**Direction:** Reproduce the stretch of the material below from the line containing "Exercise. Mark the overcast" through the end of the material, without changing anything.

**Supplied records:**
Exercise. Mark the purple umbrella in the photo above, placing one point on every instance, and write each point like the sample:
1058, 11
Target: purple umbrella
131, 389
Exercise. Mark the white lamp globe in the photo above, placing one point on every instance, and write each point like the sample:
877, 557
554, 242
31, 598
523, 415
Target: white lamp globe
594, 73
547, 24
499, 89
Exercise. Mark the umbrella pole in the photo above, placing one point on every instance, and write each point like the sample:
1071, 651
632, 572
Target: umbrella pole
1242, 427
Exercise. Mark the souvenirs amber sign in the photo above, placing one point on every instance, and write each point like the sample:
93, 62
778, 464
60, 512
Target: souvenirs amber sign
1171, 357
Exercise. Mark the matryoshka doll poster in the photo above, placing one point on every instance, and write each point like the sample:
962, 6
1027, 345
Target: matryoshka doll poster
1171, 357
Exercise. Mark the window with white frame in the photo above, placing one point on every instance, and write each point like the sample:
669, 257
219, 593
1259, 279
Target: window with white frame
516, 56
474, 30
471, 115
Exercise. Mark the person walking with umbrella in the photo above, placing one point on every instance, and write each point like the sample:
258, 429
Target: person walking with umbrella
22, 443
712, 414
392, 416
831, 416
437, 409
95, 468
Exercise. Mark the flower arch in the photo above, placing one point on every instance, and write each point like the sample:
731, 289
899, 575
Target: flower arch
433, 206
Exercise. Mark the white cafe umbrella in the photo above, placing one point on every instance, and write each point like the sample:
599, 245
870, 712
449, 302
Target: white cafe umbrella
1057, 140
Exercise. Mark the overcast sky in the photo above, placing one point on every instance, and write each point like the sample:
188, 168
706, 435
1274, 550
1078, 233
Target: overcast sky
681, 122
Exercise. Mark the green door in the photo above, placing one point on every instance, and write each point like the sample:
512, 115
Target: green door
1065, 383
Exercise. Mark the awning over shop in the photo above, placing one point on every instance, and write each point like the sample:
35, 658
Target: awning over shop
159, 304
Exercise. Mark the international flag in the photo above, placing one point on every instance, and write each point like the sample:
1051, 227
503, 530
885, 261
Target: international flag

**Answer to the task:**
Exercise. Mark the overcast sky in the photo above, placing one point on every instance, and write each point like the sample:
188, 168
706, 435
1274, 550
1078, 233
Target: overcast sky
681, 122
Exercise. Mark the green door in the photo above, placing one point on every instance, and write each point like the sample:
512, 115
Target: green door
1065, 383
Exercise. Mark the awning over shop in the photo above, placing one point on every instance, and write each point like the sample:
35, 658
Target: awning over shop
159, 304
Exercise. Mark the international flag in the photo above, placing one point on every instance, and write each point like the sample:
1051, 227
503, 530
885, 261
Target: international flag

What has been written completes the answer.